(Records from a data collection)
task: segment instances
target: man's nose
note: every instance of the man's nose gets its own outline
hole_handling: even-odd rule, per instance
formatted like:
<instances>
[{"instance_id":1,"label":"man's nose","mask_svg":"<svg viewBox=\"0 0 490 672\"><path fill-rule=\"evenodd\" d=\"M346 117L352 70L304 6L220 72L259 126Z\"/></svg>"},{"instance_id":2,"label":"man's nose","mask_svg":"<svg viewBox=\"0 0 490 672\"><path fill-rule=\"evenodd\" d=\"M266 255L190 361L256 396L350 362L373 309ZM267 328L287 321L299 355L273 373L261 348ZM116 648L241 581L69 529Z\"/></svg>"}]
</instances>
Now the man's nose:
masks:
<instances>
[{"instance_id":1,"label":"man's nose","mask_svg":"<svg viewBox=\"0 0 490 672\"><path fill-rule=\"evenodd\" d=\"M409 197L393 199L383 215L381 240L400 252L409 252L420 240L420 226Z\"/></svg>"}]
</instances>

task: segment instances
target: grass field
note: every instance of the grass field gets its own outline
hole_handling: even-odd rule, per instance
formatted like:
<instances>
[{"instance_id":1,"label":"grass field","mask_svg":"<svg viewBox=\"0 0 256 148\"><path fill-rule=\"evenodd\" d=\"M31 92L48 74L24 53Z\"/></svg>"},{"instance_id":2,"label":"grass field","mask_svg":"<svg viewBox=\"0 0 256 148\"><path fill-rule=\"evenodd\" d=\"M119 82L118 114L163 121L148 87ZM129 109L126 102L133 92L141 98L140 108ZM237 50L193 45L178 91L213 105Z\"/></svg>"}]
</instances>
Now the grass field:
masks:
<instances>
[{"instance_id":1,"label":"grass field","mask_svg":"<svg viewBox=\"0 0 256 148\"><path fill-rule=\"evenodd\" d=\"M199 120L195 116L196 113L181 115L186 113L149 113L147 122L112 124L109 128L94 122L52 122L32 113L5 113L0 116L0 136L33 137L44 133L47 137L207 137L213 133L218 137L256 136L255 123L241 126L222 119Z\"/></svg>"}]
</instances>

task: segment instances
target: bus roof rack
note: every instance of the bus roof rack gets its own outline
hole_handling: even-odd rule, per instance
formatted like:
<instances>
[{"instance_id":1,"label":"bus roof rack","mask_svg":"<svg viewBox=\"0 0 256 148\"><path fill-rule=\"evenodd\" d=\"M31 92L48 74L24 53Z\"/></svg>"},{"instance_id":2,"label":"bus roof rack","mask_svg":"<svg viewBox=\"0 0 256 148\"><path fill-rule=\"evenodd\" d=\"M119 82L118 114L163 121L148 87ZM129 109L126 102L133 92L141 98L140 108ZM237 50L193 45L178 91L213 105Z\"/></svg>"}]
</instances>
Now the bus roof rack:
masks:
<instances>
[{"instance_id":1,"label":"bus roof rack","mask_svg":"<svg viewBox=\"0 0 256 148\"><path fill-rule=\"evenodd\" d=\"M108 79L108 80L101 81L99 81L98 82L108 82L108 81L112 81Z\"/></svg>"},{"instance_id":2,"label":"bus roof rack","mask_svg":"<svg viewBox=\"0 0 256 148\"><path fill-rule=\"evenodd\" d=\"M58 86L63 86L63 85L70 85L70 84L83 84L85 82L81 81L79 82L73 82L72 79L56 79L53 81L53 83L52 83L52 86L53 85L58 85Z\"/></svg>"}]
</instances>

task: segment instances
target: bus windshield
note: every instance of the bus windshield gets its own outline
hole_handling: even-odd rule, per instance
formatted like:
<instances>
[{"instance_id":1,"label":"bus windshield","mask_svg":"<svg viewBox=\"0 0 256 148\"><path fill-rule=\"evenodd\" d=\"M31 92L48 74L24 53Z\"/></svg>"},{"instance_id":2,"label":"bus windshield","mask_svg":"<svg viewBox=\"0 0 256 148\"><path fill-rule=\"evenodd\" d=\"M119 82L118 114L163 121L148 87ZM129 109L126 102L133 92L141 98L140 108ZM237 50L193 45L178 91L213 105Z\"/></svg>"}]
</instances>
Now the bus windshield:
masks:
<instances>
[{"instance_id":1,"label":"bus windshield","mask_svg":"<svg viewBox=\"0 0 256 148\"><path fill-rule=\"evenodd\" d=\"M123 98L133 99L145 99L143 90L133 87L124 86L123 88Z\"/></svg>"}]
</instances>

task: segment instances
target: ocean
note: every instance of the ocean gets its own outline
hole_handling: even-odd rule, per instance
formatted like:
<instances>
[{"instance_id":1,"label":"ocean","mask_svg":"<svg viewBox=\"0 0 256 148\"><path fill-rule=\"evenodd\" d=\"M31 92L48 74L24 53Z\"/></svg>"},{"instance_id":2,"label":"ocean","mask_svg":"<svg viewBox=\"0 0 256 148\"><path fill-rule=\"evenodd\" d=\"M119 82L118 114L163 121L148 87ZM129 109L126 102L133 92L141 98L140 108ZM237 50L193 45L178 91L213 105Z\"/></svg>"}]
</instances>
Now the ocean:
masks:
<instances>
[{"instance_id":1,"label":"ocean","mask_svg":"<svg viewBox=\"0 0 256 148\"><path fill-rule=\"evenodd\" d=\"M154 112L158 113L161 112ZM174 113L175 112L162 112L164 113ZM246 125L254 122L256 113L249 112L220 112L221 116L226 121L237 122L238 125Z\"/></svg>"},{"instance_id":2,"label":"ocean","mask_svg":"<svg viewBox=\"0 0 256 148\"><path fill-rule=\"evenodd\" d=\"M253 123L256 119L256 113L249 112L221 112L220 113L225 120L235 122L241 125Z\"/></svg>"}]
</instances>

# [Given request]
Your task is to reproduce all of the records exactly.

# [Reply to the task]
task: segment instances
target: man's nose
note: every instance of the man's nose gets its own outline
hole_handling: even-odd rule, per instance
formatted like:
<instances>
[{"instance_id":1,"label":"man's nose","mask_svg":"<svg viewBox=\"0 0 490 672\"><path fill-rule=\"evenodd\" d=\"M346 117L352 70L304 6L220 72L259 126Z\"/></svg>"},{"instance_id":2,"label":"man's nose","mask_svg":"<svg viewBox=\"0 0 490 672\"><path fill-rule=\"evenodd\" d=\"M266 255L190 361L256 396L350 362L373 309ZM267 328L287 321L299 355L273 373L261 348ZM116 648L241 581L69 529Z\"/></svg>"}]
</instances>
Now the man's nose:
masks:
<instances>
[{"instance_id":1,"label":"man's nose","mask_svg":"<svg viewBox=\"0 0 490 672\"><path fill-rule=\"evenodd\" d=\"M409 197L393 199L383 215L381 240L400 252L409 252L420 240L420 226Z\"/></svg>"}]
</instances>

task: segment instances
target: grass field
note: every instance of the grass field gets its own outline
hole_handling: even-odd rule, per instance
formatted like:
<instances>
[{"instance_id":1,"label":"grass field","mask_svg":"<svg viewBox=\"0 0 256 148\"><path fill-rule=\"evenodd\" d=\"M31 92L48 74L24 53Z\"/></svg>"},{"instance_id":2,"label":"grass field","mask_svg":"<svg viewBox=\"0 0 256 148\"><path fill-rule=\"evenodd\" d=\"M119 82L118 114L163 121L148 87ZM129 109L126 102L133 92L141 98L140 108ZM237 50L193 45L178 91L213 105Z\"/></svg>"}]
</instances>
Now the grass field:
masks:
<instances>
[{"instance_id":1,"label":"grass field","mask_svg":"<svg viewBox=\"0 0 256 148\"><path fill-rule=\"evenodd\" d=\"M199 120L195 116L196 113L181 115L186 113L149 113L147 122L112 124L109 128L94 122L52 122L32 113L5 113L0 116L0 136L33 137L44 133L47 137L207 137L213 133L218 137L256 136L255 123L241 126L222 119Z\"/></svg>"}]
</instances>

task: segment instances
target: bus roof rack
note: every instance of the bus roof rack gets its own outline
hole_handling: even-odd rule, per instance
formatted like:
<instances>
[{"instance_id":1,"label":"bus roof rack","mask_svg":"<svg viewBox=\"0 0 256 148\"><path fill-rule=\"evenodd\" d=\"M31 92L48 74L24 53Z\"/></svg>"},{"instance_id":2,"label":"bus roof rack","mask_svg":"<svg viewBox=\"0 0 256 148\"><path fill-rule=\"evenodd\" d=\"M119 82L118 114L163 121L148 87ZM129 109L126 102L133 92L141 98L140 108ZM237 50L193 45L178 91L213 105Z\"/></svg>"}]
</instances>
Now the bus roof rack:
masks:
<instances>
[{"instance_id":1,"label":"bus roof rack","mask_svg":"<svg viewBox=\"0 0 256 148\"><path fill-rule=\"evenodd\" d=\"M108 79L108 80L101 81L99 81L98 82L108 82L108 81L112 81Z\"/></svg>"},{"instance_id":2,"label":"bus roof rack","mask_svg":"<svg viewBox=\"0 0 256 148\"><path fill-rule=\"evenodd\" d=\"M58 86L63 86L63 85L70 85L70 84L83 84L85 82L81 81L79 82L73 82L72 79L56 79L53 81L53 83L52 83L52 86L53 85L58 85Z\"/></svg>"}]
</instances>

task: segment instances
target: bus windshield
note: every instance of the bus windshield gets its own outline
hole_handling: even-odd rule, per instance
formatted like:
<instances>
[{"instance_id":1,"label":"bus windshield","mask_svg":"<svg viewBox=\"0 0 256 148\"><path fill-rule=\"evenodd\" d=\"M31 92L48 74L24 53Z\"/></svg>"},{"instance_id":2,"label":"bus windshield","mask_svg":"<svg viewBox=\"0 0 256 148\"><path fill-rule=\"evenodd\" d=\"M119 82L118 114L163 121L148 87ZM129 109L126 102L133 92L141 98L140 108ZM237 50L193 45L178 91L213 105Z\"/></svg>"}]
</instances>
Now the bus windshield:
masks:
<instances>
[{"instance_id":1,"label":"bus windshield","mask_svg":"<svg viewBox=\"0 0 256 148\"><path fill-rule=\"evenodd\" d=\"M123 98L133 99L145 99L143 90L133 87L124 86L123 88Z\"/></svg>"}]
</instances>

task: segment instances
target: ocean
note: every instance of the ocean gets its own outline
hole_handling: even-odd rule, per instance
formatted like:
<instances>
[{"instance_id":1,"label":"ocean","mask_svg":"<svg viewBox=\"0 0 256 148\"><path fill-rule=\"evenodd\" d=\"M31 92L48 74L24 53Z\"/></svg>"},{"instance_id":2,"label":"ocean","mask_svg":"<svg viewBox=\"0 0 256 148\"><path fill-rule=\"evenodd\" d=\"M119 82L118 114L163 121L148 87ZM129 109L126 102L133 92L141 98L140 108ZM237 50L193 45L178 91L213 105Z\"/></svg>"}]
</instances>
Now the ocean:
masks:
<instances>
[{"instance_id":1,"label":"ocean","mask_svg":"<svg viewBox=\"0 0 256 148\"><path fill-rule=\"evenodd\" d=\"M154 112L158 113L161 112ZM174 113L175 112L162 112L164 113ZM246 125L254 122L256 113L249 112L220 112L221 116L226 121L237 122L238 125Z\"/></svg>"},{"instance_id":2,"label":"ocean","mask_svg":"<svg viewBox=\"0 0 256 148\"><path fill-rule=\"evenodd\" d=\"M253 123L256 119L256 113L249 112L221 112L220 113L225 120L235 122L241 125Z\"/></svg>"}]
</instances>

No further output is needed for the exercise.